Point-per-instance localization data
○ ○ ○
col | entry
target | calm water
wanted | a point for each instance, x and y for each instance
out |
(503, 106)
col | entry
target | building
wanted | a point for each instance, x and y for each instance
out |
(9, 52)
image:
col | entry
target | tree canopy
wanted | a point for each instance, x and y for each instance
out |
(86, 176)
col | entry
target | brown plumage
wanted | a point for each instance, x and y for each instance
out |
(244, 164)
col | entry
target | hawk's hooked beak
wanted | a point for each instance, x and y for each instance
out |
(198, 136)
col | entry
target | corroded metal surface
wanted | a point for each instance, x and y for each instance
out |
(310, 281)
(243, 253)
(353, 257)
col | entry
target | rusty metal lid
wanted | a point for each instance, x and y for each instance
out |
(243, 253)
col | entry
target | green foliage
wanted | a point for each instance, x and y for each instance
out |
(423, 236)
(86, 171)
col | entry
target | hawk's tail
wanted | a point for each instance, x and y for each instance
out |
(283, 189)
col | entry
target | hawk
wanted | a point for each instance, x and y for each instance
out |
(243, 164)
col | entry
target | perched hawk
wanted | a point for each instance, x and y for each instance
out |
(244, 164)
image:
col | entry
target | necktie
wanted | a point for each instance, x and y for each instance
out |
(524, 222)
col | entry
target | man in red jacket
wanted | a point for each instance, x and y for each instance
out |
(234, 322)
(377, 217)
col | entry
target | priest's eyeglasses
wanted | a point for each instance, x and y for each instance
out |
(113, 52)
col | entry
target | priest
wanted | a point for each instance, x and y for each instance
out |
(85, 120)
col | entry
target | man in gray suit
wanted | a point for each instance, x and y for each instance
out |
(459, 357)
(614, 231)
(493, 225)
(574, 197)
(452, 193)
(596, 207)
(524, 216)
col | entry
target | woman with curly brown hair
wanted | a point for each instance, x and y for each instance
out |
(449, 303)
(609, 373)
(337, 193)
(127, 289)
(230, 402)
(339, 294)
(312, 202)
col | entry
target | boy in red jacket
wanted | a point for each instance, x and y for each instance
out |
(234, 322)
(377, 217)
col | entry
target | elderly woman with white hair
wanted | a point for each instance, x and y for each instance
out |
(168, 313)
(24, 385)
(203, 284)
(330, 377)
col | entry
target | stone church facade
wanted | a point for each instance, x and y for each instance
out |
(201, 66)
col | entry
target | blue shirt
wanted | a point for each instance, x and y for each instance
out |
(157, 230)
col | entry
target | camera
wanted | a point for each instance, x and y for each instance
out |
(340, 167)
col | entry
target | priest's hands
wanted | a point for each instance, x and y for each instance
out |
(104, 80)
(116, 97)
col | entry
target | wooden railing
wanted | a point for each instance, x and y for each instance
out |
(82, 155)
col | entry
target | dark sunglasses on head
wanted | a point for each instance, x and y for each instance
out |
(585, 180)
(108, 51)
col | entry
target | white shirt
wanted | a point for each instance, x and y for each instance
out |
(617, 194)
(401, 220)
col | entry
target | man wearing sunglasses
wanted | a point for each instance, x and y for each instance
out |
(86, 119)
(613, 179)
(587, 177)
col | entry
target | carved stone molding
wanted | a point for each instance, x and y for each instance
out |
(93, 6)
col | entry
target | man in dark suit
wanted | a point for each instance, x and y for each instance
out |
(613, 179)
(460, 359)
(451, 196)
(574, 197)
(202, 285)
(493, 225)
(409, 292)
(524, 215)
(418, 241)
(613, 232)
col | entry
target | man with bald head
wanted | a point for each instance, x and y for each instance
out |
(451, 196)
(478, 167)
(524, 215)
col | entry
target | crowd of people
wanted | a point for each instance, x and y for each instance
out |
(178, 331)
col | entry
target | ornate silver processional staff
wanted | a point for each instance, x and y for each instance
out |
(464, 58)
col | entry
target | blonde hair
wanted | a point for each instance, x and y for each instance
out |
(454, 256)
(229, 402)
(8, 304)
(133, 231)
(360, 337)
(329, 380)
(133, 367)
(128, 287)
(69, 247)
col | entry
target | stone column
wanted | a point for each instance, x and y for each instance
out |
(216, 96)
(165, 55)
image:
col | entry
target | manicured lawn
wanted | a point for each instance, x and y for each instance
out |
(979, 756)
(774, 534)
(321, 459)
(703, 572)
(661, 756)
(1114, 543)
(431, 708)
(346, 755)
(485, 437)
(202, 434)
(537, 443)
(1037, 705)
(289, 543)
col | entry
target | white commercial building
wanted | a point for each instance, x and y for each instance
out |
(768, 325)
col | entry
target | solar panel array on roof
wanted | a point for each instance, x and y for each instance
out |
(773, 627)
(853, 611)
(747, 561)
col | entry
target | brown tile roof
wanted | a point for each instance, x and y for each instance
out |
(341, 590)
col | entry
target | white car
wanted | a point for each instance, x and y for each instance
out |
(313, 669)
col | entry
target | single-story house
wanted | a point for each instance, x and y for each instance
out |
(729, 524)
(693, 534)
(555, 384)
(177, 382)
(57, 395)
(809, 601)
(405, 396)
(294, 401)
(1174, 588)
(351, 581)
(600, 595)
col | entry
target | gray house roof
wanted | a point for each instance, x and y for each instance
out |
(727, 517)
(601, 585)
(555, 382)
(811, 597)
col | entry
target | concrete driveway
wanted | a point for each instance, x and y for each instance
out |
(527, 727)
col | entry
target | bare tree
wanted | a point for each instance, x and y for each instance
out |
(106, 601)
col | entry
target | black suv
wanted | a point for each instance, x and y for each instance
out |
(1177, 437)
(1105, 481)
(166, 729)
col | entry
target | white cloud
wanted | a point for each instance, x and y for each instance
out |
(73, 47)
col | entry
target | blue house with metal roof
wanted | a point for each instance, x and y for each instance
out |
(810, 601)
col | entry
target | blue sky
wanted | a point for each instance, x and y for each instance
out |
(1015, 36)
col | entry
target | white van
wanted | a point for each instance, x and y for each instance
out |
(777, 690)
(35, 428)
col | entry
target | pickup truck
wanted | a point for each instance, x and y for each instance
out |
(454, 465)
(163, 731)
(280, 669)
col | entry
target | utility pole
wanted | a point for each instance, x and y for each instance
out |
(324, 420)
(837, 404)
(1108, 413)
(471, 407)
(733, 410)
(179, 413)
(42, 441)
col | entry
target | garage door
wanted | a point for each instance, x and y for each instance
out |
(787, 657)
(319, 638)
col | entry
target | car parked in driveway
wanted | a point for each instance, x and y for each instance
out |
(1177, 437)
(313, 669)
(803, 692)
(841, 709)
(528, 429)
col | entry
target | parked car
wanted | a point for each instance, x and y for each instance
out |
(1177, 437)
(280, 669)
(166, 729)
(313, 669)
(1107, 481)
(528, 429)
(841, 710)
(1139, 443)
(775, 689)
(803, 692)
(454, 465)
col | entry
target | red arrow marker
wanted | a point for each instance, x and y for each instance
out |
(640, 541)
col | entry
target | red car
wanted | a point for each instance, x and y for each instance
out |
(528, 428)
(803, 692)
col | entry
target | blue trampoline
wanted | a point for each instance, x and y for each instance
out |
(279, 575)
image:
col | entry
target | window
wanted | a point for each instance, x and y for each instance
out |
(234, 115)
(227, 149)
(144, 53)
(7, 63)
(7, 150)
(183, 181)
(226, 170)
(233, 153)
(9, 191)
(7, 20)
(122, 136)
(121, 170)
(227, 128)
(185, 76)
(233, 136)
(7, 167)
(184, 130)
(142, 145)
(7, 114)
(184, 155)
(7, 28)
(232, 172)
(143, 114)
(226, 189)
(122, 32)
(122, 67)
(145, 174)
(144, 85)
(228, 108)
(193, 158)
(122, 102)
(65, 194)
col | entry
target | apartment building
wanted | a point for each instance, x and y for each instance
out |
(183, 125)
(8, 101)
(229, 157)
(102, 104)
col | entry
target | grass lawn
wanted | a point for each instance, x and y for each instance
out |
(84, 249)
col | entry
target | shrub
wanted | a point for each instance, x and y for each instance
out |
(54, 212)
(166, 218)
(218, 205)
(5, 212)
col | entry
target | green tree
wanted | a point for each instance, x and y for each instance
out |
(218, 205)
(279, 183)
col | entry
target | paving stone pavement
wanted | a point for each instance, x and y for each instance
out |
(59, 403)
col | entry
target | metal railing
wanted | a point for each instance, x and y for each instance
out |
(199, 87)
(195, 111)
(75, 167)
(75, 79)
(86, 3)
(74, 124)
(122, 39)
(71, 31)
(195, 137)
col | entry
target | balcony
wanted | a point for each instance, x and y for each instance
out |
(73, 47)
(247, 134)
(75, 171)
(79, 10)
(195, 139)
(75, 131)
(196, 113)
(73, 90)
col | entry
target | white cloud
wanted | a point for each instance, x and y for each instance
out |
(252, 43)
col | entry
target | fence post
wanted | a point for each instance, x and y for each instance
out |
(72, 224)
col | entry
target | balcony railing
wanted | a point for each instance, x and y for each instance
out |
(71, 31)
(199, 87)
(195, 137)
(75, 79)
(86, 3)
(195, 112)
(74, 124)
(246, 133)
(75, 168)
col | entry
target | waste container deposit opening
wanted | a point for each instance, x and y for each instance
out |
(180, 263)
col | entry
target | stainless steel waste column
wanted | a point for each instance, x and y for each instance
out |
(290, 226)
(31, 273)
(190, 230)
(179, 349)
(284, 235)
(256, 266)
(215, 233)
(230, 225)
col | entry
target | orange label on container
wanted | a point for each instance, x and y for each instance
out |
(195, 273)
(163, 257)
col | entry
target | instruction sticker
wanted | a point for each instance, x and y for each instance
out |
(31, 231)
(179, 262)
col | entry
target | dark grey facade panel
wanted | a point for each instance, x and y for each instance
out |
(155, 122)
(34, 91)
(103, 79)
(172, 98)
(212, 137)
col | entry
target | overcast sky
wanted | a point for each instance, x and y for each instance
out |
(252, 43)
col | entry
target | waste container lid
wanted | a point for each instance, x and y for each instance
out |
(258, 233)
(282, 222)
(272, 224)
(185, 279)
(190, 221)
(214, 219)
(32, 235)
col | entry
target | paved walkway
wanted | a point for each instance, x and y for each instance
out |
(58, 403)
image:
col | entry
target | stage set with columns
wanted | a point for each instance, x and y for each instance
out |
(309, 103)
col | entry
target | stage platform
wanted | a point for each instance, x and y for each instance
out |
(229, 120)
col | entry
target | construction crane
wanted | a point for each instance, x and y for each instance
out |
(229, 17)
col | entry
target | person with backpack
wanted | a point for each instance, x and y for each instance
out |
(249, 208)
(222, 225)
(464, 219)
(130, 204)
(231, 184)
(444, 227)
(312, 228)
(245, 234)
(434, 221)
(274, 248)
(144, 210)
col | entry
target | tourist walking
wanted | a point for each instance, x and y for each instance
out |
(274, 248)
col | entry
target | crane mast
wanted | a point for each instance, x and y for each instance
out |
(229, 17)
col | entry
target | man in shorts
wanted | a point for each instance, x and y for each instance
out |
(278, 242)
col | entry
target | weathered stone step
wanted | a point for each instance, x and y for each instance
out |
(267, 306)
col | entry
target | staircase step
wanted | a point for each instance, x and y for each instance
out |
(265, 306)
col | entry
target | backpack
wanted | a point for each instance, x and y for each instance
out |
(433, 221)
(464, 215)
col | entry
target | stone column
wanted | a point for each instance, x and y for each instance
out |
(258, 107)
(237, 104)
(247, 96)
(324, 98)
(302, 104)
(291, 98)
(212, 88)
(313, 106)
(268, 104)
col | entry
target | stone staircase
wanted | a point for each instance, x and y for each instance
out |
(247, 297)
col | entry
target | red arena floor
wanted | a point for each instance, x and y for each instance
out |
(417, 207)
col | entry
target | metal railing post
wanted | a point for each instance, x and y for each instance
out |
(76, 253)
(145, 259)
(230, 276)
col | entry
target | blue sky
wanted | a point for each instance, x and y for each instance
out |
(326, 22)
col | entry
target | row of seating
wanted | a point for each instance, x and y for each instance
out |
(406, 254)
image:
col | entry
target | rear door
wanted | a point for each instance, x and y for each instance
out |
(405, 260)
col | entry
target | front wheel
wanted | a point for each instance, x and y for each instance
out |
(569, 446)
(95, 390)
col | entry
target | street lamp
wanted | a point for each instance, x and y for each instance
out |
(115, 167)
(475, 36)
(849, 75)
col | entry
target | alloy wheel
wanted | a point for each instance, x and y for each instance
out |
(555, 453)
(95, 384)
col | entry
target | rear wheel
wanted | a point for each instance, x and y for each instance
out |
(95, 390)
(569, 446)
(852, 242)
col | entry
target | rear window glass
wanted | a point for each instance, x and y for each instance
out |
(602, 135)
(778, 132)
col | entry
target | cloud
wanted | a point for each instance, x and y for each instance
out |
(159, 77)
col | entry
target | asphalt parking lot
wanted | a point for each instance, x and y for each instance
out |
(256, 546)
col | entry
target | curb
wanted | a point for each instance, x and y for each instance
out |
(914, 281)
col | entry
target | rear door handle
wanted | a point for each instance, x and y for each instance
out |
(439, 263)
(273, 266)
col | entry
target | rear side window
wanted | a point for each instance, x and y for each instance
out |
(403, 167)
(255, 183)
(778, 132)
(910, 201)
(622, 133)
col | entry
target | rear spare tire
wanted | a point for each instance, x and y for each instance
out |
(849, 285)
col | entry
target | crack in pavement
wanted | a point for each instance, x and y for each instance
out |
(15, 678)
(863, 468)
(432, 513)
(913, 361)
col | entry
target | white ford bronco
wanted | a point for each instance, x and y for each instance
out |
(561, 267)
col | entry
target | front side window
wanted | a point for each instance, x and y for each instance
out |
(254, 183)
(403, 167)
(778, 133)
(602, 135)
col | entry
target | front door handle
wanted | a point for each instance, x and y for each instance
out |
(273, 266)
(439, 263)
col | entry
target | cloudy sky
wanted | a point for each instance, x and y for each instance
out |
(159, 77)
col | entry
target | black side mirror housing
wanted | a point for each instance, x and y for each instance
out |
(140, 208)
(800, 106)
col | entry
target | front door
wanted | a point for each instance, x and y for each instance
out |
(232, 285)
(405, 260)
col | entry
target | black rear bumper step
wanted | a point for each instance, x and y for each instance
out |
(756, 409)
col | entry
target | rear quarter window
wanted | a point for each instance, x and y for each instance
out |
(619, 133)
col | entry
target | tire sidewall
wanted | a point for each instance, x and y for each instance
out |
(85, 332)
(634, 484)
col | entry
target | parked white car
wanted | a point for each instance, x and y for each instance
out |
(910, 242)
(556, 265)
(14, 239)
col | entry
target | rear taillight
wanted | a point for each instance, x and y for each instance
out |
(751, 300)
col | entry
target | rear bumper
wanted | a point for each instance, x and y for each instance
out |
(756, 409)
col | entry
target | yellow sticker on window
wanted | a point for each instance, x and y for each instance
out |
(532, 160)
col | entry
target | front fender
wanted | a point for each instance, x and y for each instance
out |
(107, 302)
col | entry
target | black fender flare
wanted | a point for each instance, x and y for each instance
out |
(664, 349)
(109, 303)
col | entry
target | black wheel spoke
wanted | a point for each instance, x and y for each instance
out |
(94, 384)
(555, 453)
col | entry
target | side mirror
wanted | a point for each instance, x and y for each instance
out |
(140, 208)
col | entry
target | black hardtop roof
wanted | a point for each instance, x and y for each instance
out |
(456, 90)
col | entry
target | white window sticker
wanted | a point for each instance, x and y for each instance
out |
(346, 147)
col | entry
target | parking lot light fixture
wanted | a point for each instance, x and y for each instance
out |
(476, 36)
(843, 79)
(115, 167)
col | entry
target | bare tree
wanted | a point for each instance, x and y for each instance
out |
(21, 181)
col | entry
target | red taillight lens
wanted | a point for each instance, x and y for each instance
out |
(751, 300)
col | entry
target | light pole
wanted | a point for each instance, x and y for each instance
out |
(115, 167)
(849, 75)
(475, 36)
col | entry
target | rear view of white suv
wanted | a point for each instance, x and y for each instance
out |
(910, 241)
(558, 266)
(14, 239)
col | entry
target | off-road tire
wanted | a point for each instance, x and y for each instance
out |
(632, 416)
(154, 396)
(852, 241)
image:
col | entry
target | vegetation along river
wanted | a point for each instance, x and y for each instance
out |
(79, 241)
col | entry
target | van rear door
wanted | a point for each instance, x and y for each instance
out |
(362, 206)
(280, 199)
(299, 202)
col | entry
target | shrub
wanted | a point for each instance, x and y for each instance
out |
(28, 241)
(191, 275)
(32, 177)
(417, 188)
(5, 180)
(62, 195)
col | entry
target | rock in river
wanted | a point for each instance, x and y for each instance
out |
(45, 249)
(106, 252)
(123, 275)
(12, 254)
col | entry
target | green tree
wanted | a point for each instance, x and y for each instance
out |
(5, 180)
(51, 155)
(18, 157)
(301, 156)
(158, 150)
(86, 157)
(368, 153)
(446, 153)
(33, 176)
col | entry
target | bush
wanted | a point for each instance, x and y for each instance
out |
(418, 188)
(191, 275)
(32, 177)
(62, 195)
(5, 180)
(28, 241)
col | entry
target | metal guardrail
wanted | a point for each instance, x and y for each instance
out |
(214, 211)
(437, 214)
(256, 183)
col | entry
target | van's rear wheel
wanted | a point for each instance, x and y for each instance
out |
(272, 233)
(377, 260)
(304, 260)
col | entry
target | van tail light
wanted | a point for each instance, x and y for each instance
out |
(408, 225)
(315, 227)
○ ○ ○
### TRY IT:
Every line in the data that holds "priest" should be copied out.

### RESPONSE TO THIS EXERCISE:
target | priest's eyeglasses
target | priest
target | priest's hands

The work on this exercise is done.